Given text:
I'm not so sure if the i815e will out perform the BX in the future.
When it was launched the BX did not perform that much better than the LX. Most of the games and benchmarks were running in L2 so the slower memory bus of the LX wasn't bottlenecking anything.
Today if you benchmark a 667EB against a 700E P3 on a BX, the 667EB wipes the floor with the 700E. The 700E may win in a synthetic test like SANDRA or Norton SI, but when you start benching games and real world apps the faster memory bus of the 667EB takes it over the top.
The difference between the evolution from LX to BX and BX to i815 is that we got a 60% faster memory bus going from LX to BX (66 mhz to 100 mhz). BX and Solano both support the same memory speeds. BX was a clear step up the evolutionary ladder from LX. i815 is sort of the duck billed platapus of motherboard evolution. Part BX part i810, integrated graphics and an AGP slot.
The real advantage the i815e has over the BX is AGP 4X, or more importantly the 1/2 AGP divider in the BIOS. Running a video card on an 89 mhz agp bus is the only thing stopping many people from getting a P3 EB for their BX board. You know you're not gonna be able to over clock your EB too much cuz your video card will limit how far you can go.

Request A: Duplicate the post about the i815e and BX chipsets word for word, in full.

The data:
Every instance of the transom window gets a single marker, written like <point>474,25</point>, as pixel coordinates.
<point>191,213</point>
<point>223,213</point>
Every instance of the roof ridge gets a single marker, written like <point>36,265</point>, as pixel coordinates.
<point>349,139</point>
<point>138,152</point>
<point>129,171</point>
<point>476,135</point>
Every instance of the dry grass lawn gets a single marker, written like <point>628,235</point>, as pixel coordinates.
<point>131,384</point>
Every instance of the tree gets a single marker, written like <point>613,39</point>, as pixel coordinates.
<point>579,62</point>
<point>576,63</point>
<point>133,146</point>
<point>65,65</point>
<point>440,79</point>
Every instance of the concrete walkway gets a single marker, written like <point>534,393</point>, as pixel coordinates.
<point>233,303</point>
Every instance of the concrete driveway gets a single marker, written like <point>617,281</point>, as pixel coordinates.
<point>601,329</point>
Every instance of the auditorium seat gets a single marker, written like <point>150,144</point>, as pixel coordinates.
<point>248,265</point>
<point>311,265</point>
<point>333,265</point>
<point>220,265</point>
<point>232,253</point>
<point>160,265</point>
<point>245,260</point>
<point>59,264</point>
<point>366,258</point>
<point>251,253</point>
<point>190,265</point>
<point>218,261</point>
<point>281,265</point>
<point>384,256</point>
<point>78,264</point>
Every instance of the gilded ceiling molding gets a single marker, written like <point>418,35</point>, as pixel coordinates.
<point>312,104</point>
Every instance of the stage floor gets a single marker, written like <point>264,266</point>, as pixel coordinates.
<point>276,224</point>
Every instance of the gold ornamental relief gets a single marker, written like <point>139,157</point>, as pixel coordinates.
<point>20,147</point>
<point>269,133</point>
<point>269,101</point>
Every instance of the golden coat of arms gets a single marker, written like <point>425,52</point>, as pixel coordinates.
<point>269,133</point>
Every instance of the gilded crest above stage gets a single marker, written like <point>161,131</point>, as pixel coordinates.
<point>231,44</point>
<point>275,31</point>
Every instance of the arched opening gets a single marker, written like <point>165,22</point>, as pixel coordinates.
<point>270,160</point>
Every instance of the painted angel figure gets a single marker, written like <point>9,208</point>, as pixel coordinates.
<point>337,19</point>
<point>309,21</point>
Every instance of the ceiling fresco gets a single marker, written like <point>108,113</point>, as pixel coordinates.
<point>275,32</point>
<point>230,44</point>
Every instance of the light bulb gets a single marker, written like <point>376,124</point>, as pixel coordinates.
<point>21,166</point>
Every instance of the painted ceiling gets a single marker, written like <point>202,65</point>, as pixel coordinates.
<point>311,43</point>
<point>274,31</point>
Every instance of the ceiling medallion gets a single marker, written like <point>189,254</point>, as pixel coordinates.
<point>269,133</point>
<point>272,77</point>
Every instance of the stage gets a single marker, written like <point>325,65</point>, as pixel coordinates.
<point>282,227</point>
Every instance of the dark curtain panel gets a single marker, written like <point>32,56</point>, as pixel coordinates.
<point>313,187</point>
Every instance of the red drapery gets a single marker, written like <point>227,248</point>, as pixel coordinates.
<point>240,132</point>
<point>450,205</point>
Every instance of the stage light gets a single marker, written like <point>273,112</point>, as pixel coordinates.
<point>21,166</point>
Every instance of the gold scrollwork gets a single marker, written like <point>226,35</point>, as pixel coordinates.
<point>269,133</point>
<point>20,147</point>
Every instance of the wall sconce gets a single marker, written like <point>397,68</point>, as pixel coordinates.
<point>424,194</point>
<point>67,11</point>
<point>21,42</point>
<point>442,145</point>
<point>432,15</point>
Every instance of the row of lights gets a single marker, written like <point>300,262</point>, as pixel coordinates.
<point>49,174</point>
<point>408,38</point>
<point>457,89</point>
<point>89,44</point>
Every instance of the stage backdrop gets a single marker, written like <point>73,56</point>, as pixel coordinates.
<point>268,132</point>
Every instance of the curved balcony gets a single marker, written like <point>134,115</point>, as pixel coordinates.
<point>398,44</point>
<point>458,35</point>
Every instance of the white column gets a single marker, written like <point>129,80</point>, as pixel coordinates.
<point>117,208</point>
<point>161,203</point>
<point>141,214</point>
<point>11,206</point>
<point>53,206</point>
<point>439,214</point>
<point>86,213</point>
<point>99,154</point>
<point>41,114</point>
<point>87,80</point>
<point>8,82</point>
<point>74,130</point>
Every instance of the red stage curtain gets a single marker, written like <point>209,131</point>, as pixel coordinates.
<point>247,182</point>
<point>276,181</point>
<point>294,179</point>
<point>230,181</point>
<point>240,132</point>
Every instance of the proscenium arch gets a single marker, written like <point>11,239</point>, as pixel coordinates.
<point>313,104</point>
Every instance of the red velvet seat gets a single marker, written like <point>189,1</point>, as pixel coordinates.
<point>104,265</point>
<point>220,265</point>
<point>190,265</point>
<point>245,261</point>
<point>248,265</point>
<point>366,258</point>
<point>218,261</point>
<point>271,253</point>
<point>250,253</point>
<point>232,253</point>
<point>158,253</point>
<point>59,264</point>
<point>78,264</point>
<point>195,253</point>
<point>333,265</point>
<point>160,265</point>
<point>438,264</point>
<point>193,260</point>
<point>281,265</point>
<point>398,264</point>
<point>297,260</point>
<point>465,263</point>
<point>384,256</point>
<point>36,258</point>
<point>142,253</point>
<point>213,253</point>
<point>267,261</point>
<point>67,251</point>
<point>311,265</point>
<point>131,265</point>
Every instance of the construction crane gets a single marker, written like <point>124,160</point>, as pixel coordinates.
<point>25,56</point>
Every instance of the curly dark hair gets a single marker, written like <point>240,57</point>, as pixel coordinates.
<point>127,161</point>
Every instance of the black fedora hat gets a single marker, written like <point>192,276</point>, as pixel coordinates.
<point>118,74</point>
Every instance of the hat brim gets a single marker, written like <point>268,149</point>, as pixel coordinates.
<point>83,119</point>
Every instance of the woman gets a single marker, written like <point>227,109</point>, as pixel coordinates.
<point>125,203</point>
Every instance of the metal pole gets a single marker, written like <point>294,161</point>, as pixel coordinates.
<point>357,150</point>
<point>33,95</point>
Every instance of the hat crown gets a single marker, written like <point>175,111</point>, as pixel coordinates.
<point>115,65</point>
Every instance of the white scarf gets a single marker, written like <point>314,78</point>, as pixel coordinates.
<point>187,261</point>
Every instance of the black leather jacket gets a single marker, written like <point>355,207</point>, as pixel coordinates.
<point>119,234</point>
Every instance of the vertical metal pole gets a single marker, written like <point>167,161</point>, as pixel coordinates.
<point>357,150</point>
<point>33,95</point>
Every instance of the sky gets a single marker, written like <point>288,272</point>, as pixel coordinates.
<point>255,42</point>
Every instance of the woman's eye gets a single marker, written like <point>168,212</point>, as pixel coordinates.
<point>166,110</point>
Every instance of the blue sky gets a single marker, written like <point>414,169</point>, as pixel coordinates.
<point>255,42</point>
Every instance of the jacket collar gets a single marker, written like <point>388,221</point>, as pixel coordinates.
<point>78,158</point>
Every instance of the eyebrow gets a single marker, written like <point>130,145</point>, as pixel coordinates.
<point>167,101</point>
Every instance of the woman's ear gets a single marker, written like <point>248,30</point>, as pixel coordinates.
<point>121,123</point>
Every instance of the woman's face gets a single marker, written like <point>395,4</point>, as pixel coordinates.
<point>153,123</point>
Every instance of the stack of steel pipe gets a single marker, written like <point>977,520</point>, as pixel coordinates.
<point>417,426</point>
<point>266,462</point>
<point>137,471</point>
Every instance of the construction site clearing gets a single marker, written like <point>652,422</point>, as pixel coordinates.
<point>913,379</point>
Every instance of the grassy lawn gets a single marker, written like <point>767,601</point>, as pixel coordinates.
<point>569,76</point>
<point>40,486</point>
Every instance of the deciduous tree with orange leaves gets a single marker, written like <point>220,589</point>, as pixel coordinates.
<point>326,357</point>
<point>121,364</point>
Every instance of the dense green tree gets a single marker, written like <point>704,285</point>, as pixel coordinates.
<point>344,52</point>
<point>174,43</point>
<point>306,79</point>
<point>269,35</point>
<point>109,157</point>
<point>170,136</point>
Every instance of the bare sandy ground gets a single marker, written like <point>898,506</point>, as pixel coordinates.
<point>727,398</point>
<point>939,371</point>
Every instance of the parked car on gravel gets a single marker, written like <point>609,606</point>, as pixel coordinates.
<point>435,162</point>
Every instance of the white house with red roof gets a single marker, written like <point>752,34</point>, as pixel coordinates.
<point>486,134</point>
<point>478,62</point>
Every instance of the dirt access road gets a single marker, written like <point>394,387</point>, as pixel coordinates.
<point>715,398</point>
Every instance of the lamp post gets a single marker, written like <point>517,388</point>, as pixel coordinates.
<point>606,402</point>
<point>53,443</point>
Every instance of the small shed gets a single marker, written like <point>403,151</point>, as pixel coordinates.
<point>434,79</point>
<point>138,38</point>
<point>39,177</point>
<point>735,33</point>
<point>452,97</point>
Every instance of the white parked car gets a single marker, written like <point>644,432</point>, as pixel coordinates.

Request B: Transfer the part of the entries that opens with the line containing "Every instance of the grassy" and closes with the line containing "<point>40,486</point>", with both of those lines included and nothing else. Keep every line, requests too, but add 107 to each number in the answer pixel coordinates.

Worked solution A:
I'm not so sure if the i815e will out perform the BX in the future.
When it was launched the BX did not perform that much better than the LX. Most of the games and benchmarks were running in L2 so the slower memory bus of the LX wasn't bottlenecking anything.
Today if you benchmark a 667EB against a 700E P3 on a BX, the 667EB wipes the floor with the 700E. The 700E may win in a synthetic test like SANDRA or Norton SI, but when you start benching games and real world apps the faster memory bus of the 667EB takes it over the top.
The difference between the evolution from LX to BX and BX to i815 is that we got a 60% faster memory bus going from LX to BX (66 mhz to 100 mhz). BX and Solano both support the same memory speeds. BX was a clear step up the evolutionary ladder from LX. i815 is sort of the duck billed platapus of motherboard evolution. Part BX part i810, integrated graphics and an AGP slot.
The real advantage the i815e has over the BX is AGP 4X, or more importantly the 1/2 AGP divider in the BIOS. Running a video card on an 89 mhz agp bus is the only thing stopping many people from getting a P3 EB for their BX board. You know you're not gonna be able to over clock your EB too much cuz your video card will limit how far you can go.

Worked solution B:
Every instance of the grassy lawn gets a single marker, written like <point>767,601</point>, as pixel coordinates.
<point>676,183</point>
<point>147,593</point>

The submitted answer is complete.